◆ **What the task requires**:
Copy the stretch of the passage on disease in wartime from "At the start" through "froze to death.", substituting "dysentery" for "malaria".

◆ **Source document**:

At the turn of the 20th century, infected wounds and communicable diseases were the greatest scourge of armies, taking the lives of more soldiers than explosives or steel. In the American Civil War (1861–65) sickness claimed approximately two-thirds of the estimated 620,000 soldier deaths. Two-thirds of all British deaths in the Boer War (1899–1902) were attributed to disease. Across much of the planet during World War I, germs continued their deadly work. Seven times as many Turkish soldiers died of disease as from wounds, and in the protracted campaigns ranging across East Africa, disease was the major killer of Europeans, Indians, and Africans.
At the start of August 1915, the Indian force in East Africa numbered some 17,000 men. But disease had so ravaged the men that only 4,000 were fit for duty. One member of the British cabinet lamented at a meeting to discuss future operations in East Africa, “One Indian Regiment, the 13th Rajputs, is suffering to such an extent from malaria and debility that they will never be of any more use in the field.” The sudden onset of extreme temperatures also presented a very real danger to armies. During the Carpathian Winter Campaign, between January and April 1915, temperatures routinely hit minus 30 degrees Celsius (minus 22 degrees Fahrenheit). Entire Russian and Habsburg armies – hundreds of thousands of men – quite literally froze to death.

◆ **Data section**:
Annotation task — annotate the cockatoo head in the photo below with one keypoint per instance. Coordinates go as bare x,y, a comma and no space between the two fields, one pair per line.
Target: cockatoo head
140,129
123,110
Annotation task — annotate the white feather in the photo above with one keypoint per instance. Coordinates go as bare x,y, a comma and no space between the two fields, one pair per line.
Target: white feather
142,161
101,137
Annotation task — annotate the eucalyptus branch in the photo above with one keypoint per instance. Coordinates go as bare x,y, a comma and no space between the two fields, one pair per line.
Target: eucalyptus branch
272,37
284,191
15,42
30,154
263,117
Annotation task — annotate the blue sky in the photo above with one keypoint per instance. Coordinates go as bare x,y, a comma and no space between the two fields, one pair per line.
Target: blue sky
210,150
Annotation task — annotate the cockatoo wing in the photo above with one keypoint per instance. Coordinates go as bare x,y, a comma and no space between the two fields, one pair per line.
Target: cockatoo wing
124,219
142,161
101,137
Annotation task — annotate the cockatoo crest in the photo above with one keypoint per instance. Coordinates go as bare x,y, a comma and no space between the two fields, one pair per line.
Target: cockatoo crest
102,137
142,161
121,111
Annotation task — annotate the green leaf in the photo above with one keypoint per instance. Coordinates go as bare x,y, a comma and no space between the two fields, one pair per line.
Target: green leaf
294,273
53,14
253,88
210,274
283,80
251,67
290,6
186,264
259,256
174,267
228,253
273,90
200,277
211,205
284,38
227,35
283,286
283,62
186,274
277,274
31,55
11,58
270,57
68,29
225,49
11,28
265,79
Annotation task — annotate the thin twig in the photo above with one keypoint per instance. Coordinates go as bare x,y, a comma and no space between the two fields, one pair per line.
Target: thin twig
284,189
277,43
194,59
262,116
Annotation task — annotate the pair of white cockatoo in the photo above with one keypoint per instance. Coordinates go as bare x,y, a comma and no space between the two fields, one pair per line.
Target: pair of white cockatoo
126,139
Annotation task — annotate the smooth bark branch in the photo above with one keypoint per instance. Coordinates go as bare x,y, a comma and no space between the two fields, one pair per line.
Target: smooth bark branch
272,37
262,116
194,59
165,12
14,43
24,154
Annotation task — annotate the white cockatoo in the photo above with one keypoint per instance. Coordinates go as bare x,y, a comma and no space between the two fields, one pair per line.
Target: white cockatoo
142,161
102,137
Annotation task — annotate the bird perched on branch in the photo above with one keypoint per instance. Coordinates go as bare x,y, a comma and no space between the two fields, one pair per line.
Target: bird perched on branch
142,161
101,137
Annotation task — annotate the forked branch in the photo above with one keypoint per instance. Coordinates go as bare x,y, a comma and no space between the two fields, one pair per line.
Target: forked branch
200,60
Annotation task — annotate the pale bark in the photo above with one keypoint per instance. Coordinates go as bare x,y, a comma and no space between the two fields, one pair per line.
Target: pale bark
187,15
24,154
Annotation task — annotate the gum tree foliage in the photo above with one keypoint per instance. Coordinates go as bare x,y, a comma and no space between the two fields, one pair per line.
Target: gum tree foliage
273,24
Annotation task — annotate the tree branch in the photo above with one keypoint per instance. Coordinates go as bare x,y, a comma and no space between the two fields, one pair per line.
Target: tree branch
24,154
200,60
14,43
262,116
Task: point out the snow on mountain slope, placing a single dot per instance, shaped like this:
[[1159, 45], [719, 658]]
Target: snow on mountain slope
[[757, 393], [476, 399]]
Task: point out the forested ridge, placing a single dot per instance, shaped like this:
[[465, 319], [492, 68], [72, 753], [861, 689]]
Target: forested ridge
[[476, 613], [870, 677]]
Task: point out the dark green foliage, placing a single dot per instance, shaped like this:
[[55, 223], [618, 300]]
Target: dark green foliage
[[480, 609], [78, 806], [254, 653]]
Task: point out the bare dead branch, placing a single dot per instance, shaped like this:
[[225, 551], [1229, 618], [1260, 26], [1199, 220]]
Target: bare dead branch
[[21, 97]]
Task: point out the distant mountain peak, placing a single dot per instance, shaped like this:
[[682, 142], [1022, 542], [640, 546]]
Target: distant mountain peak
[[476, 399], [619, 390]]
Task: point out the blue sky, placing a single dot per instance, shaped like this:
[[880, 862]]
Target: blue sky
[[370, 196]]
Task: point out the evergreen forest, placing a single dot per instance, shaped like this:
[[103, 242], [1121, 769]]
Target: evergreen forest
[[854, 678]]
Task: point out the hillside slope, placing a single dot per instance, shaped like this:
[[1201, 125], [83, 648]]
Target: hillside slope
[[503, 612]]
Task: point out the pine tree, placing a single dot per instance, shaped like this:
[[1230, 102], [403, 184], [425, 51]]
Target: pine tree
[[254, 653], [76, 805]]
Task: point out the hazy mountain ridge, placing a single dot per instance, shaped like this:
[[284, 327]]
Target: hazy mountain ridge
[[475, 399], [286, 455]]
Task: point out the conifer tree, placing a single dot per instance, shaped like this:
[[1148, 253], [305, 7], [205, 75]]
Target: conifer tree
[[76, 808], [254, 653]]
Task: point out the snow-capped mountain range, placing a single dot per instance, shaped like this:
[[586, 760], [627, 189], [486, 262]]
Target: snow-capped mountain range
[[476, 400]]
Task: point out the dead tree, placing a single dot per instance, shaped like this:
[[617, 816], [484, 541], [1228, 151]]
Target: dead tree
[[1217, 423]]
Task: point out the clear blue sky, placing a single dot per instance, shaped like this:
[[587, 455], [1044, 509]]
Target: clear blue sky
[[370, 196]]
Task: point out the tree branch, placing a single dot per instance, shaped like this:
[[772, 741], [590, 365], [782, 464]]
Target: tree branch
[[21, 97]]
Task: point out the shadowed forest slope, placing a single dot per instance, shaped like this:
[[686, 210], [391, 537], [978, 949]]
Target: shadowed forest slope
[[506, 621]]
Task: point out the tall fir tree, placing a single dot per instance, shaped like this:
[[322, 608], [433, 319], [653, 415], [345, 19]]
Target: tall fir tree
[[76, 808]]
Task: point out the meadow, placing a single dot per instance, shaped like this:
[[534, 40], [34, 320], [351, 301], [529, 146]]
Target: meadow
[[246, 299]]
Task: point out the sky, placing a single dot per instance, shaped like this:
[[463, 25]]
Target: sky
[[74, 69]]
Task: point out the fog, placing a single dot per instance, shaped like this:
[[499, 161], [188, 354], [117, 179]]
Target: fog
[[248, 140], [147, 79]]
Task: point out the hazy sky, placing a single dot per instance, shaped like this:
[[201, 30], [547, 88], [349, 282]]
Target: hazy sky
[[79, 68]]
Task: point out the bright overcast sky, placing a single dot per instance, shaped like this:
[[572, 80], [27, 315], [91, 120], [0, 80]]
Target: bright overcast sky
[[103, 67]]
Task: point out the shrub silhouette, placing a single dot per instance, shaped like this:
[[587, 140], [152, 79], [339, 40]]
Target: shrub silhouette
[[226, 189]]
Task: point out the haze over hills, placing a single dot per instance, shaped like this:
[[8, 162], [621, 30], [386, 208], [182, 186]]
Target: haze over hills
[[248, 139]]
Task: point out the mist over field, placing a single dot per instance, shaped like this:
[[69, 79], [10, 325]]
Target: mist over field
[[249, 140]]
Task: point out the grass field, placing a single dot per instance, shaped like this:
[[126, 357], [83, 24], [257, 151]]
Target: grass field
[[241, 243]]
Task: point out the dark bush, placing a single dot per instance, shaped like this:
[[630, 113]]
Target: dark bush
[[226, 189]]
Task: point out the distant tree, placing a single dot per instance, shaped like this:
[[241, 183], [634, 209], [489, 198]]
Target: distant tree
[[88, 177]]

◆ **Output of the exercise**:
At the start of August 1915, the Indian force in East Africa numbered some 17,000 men. But disease had so ravaged the men that only 4,000 were fit for duty. One member of the British cabinet lamented at a meeting to discuss future operations in East Africa, “One Indian Regiment, the 13th Rajputs, is suffering to such an extent from dysentery and debility that they will never be of any more use in the field.” The sudden onset of extreme temperatures also presented a very real danger to armies. During the Carpathian Winter Campaign, between January and April 1915, temperatures routinely hit minus 30 degrees Celsius (minus 22 degrees Fahrenheit). Entire Russian and Habsburg armies – hundreds of thousands of men – quite literally froze to death.